Arbeitsanweisungen>
[a] Entnehmen Sie dem Text über die Kündigung wegen gesetzlicher Versicherungspflicht wörtlich den Abschnitt von „Bei rechtzeitigem Nachweis“ bis einschließlich „zu sehen ist.“.
[b] Schreiben Sie den Text über die Kündigung wegen gesetzlicher Versicherungspflicht im Anschluss an seinen letzten Satz weiter.

Ausgewählter Text>
---*---

Die außerordentliche Kündigungsmöglichkeit des Versicherungsnehmers wegen Eintritts der gesetzlichen Versicherungspflicht kann gem. § 205 Abs. 2 VVG binnen einer Frist von drei Monaten mit Rückwirkung ausgeübt werden. Sie beginnt mit dem Zeitpunkt, zu dem eine versicherte Person kraft Gesetzes kranken- oder pflegeversicherungspflichtig wird. Maßgeblicher Zeitpunkt ist somit der tatsächliche Eintritt der Versicherungspflicht, nicht die Kenntnis hiervon.[89] Dieses rückwirkende Kündigungsrecht erstreckt sich gem. § 205 Abs. 2 S. 1 VVG auch auf eine für diese Versicherungen bestehende Anwartschaftsversicherung. Es besteht eine Nachweispflicht des Versicherungsnehmers für den Eintritt der Versicherungspflicht ­innerhalb von zwei Monaten, nachdem der Versicherer ihn hierzu in Textform aufgefordert hat. Bei Fristversäumung durch den Versicherungsnehmer ist die Kündigung unwirksam, es sei denn, der Versicherungsnehmer hat die Versäumung der Frist nicht zu vertreten (§ 205 Abs. 2 S. 2 VVG).

Später kann der Versicherungsnehmer nur zum Ende des Monats kündigen, in dem er den Eintritt der Versicherungspflicht nachweist (§ 205 Abs. 2 S. 3 VVG).

Bei rechtzeitigem Nachweis der gesetzlichen Versicherungspflicht steht dem Versicherer die Prämie nur bis zum Eintritt der gesetzlichen Versicherungspflicht zu.

Zutreffend hat das LG Düsseldorf[90] darauf hingewiesen, dass allein in der Übersendung einer Mitgliedsbescheinigung einer gesetzlichen Krankenversicherung keine Kündigung des Versicherungsvertrags nach § 205 Abs. 2 S. 1 VVG zu sehen ist.

Hervorzuheben ist, dass der Eintritt der gesetzlichen Versicherungspflicht lediglich ein Recht des Versicherungsnehmers darstellt, den privaten Krankenversicherungsvertrag unter Einhaltung der Voraussetzung des § 205 Abs. 2 VVG zu kündigen, es besteht jedoch keine Verpflichtung zur Kündigung. Allein schon der über das Leistungsspektrum der gesetzlichen Krankenversicherung hinausgehende Versicherungsschutz in der privaten Krankenversicherung kann für einen Versicherungsnehmer ein Grund sein, den privaten Krankenversicherungsvertrag neben der gesetzlichen Krankenversicherung fortzuführen, selbst wenn er dann doppelt versichert ist und in beiden Versicherungen Beiträge zu leisten hat.

---*---

Bereitgestellte Angaben>
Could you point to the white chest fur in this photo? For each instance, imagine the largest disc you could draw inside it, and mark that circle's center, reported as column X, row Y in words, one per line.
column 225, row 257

---*---

Erwartete Antworten>
[a]
Bei rechtzeitigem Nachweis der gesetzlichen Versicherungspflicht steht dem Versicherer die Prämie nur bis zum Eintritt der gesetzlichen Versicherungspflicht zu.

Zutreffend hat das LG Düsseldorf[90] darauf hingewiesen, dass allein in der Übersendung einer Mitgliedsbescheinigung einer gesetzlichen Krankenversicherung keine Kündigung des Versicherungsvertrags nach § 205 Abs. 2 S. 1 VVG zu sehen ist.

[b]
Rz. 162

Der Versicherungsnehmer kann allerdings eine Versicherung, die eine Pflicht aus § 193 Abs. 3 S. 1 VVG erfüllt, nur dann kündigen, wenn er bei einem anderen Versicherer für die versicherte Person einen neuen Vertrag abschließt, der dieser Pflicht genügt. Der BGH[91] hat klargestellt, dass eine Kündigung erst im Zeitpunkt des Zugangs des Nachweises der Anschlussversicherung beim bisherigen Versicherer wirksam wird und eine Rückwirkung auf den Zeitpunkt des Zuganges der Kündigung beim bisherigen Versicherer nicht in Betracht kommt.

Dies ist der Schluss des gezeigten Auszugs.